*WHAT IS ASKED*.
In the data below, reproduce verbatim the lines from the line with "instance: [(260, 132)]" to the line with "[(143, 296)]", both included.

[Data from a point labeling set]
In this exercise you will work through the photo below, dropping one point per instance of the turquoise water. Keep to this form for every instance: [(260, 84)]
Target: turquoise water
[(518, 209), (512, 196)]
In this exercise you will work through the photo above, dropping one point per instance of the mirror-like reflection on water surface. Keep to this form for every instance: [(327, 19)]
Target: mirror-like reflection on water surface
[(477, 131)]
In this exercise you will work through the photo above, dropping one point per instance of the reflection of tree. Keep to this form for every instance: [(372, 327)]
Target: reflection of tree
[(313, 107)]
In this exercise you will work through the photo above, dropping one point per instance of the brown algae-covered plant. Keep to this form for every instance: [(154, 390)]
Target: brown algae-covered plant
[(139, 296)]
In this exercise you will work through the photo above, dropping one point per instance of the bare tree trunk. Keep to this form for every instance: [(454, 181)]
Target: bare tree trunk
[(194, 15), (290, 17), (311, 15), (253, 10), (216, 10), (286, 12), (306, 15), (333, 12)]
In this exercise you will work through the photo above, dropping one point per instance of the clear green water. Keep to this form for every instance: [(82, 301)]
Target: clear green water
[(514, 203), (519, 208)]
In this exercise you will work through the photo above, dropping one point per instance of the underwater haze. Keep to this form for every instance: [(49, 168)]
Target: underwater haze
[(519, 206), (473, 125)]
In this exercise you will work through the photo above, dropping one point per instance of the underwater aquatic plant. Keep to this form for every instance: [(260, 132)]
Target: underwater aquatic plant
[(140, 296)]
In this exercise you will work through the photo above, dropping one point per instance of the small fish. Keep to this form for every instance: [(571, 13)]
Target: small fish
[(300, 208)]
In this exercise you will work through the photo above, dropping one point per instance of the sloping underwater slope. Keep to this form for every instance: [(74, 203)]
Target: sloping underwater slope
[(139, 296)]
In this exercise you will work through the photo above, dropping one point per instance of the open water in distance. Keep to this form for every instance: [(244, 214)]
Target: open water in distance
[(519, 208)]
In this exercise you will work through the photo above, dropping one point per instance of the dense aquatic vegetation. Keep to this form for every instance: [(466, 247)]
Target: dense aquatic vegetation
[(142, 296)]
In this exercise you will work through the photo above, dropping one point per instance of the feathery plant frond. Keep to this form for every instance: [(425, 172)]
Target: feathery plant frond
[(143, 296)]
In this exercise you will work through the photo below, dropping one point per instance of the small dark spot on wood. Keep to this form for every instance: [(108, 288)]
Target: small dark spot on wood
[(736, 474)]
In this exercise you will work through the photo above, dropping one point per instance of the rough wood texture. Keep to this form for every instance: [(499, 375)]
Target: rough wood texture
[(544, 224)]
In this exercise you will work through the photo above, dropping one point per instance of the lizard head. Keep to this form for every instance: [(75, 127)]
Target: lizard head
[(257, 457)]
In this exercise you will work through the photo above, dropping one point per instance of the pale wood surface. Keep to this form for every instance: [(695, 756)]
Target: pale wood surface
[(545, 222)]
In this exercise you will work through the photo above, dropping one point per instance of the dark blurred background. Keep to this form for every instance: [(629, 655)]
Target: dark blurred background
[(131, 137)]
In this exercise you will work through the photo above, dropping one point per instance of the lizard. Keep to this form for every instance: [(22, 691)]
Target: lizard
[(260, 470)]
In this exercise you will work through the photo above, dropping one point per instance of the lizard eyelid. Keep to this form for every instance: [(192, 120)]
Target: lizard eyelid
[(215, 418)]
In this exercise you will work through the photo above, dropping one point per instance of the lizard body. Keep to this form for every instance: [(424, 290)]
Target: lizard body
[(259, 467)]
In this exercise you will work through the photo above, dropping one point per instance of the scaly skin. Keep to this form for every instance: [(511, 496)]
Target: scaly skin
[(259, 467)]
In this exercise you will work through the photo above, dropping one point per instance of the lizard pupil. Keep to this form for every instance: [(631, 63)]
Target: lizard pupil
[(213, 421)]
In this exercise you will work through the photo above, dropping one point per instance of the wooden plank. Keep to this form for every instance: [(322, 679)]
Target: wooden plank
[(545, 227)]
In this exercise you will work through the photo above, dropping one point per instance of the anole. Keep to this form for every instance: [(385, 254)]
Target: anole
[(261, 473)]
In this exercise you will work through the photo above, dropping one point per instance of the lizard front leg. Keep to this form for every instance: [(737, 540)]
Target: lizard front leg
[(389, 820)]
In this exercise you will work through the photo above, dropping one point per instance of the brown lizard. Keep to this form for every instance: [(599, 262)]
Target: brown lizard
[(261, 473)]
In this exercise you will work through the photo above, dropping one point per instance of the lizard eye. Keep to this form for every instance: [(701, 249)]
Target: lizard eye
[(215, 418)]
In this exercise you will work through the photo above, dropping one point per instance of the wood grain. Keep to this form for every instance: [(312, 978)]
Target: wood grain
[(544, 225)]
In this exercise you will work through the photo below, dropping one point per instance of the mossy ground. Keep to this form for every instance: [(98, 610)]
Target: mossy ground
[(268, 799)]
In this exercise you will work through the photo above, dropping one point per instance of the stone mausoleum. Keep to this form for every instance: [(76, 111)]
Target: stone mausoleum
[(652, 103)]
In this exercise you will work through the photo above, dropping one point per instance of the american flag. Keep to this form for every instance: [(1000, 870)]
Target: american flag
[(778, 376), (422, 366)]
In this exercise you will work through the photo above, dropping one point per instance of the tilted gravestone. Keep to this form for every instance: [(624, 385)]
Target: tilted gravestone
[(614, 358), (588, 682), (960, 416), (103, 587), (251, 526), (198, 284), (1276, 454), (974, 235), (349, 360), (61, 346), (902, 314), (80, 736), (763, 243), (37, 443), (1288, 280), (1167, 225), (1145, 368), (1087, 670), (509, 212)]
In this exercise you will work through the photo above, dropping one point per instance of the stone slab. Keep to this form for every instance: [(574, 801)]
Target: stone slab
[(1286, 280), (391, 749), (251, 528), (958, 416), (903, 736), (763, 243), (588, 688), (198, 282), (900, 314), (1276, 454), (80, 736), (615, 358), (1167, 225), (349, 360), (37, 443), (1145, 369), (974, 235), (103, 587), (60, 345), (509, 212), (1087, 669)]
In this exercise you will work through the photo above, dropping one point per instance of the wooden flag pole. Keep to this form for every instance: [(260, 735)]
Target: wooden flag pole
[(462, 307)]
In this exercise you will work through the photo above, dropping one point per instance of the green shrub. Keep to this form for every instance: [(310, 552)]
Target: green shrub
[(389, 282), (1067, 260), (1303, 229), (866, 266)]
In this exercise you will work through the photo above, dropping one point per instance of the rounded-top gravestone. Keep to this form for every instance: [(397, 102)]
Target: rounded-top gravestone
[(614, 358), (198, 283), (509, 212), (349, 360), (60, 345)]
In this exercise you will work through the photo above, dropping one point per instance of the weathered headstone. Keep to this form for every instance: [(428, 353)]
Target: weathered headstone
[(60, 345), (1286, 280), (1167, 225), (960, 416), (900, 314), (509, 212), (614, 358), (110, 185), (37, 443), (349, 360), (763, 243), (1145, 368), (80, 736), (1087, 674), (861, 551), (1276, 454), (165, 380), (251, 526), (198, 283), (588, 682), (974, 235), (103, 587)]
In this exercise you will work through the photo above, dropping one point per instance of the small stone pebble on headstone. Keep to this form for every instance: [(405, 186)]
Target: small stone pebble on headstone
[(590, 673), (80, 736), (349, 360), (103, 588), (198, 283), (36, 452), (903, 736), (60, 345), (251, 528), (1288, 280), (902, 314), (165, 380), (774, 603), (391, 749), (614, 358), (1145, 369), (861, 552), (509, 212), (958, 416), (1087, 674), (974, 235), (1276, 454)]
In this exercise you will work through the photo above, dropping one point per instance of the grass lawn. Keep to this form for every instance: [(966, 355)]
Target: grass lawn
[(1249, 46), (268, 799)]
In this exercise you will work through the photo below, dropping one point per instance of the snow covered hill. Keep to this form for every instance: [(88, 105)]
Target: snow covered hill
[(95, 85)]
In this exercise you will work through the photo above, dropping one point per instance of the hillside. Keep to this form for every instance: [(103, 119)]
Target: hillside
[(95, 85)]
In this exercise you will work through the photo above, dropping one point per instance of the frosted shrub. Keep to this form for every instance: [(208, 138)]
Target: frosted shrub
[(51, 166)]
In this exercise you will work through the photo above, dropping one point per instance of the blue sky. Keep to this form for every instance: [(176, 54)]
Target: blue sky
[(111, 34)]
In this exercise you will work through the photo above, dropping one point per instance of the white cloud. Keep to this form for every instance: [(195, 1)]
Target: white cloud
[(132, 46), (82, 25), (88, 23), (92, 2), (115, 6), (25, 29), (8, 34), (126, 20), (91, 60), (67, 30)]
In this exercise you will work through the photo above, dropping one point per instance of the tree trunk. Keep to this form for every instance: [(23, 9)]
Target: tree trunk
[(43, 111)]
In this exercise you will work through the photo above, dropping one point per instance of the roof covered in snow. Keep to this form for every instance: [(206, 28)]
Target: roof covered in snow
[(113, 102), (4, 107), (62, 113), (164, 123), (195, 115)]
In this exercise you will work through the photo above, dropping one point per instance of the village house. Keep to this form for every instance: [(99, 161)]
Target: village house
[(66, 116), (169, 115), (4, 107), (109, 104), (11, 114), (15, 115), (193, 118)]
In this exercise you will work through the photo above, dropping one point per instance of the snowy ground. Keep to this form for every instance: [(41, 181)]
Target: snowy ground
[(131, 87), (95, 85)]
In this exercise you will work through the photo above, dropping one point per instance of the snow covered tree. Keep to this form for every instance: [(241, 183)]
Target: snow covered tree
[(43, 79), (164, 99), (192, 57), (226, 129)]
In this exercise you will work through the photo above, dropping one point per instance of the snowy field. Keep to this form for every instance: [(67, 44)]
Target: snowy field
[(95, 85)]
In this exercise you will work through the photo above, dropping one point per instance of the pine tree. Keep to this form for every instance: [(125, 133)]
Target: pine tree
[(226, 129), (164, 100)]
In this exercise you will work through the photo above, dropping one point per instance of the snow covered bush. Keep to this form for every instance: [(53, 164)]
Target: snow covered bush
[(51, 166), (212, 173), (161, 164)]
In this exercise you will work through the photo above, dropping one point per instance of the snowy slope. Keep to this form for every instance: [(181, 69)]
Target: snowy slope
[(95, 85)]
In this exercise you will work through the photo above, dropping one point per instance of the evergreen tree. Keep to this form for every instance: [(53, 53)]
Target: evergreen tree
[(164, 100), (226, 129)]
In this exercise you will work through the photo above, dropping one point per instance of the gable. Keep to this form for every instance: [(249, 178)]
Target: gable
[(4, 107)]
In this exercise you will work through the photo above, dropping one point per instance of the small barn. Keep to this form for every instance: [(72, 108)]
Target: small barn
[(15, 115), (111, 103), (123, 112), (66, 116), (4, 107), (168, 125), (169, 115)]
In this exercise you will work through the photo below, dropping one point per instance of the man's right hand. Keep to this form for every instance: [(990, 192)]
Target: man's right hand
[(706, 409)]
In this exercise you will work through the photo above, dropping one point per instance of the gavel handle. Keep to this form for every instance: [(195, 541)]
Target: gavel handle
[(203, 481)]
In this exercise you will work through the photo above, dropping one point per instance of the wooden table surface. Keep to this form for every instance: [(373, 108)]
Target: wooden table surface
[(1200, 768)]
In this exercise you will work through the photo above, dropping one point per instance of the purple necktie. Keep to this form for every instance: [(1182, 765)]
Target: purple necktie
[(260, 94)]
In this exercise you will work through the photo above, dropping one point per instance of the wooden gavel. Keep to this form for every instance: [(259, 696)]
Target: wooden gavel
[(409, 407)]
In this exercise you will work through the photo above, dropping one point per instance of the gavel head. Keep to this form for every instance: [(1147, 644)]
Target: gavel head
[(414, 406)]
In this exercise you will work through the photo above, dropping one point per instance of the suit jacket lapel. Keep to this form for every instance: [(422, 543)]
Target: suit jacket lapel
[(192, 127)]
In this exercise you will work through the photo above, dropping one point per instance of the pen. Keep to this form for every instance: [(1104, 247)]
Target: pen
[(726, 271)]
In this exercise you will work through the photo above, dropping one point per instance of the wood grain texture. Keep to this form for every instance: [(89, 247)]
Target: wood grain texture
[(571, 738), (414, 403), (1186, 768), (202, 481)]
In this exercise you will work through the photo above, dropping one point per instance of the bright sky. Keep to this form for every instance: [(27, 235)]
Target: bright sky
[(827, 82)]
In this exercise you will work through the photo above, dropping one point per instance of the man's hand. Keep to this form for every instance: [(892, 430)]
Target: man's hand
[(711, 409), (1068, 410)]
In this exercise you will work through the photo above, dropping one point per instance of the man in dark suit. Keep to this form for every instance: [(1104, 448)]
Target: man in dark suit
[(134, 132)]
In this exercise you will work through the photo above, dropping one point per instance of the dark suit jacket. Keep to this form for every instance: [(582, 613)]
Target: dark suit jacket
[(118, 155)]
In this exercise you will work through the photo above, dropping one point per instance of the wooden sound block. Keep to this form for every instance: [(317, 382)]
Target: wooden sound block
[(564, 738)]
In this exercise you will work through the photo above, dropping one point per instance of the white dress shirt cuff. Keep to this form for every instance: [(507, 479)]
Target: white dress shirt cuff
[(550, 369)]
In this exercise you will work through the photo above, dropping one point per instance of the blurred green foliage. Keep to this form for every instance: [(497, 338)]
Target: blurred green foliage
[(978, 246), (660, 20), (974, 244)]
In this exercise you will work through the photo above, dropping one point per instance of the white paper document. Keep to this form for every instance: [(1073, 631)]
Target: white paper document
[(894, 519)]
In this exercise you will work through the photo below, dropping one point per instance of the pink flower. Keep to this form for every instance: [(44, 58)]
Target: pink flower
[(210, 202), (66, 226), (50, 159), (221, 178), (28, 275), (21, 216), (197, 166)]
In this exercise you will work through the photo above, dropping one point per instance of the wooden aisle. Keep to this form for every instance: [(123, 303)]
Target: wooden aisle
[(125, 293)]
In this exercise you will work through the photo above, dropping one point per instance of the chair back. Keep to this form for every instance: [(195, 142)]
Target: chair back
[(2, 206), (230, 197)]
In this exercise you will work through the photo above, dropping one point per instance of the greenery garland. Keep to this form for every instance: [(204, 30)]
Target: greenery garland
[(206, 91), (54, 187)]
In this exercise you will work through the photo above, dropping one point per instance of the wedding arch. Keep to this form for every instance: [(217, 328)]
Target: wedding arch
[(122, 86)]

*THE RESULT*.
In this exercise you will work through the photo above, dropping one point per instance of the underwater aquatic plant. Keep to this form for every instance: [(260, 132)]
Target: underwater aquatic plant
[(140, 296)]
In this exercise you will work through the photo above, dropping one point per instance of the small fish. Keep to this form for every instance: [(571, 13)]
Target: small fish
[(300, 208)]
In this exercise you will work through the photo above, dropping one point per instance of the sloping underwater slope. Keep to this form for every instance: [(74, 203)]
Target: sloping underwater slope
[(139, 296)]
In this exercise you will work through the photo above, dropping one point per instance of the open water in distance. Keep to this form for every instance: [(244, 214)]
Target: open water in distance
[(519, 208)]
In this exercise you will work through the photo above, dropping one point per instance of the dense aquatic vegetation. Keep to this form for every instance: [(466, 247)]
Target: dense aquatic vegetation
[(142, 296)]
In this exercise you will work through the photo above, dropping one point per instance of the feathery plant frond. Keep to this form for every instance: [(425, 172)]
Target: feathery plant frond
[(143, 296)]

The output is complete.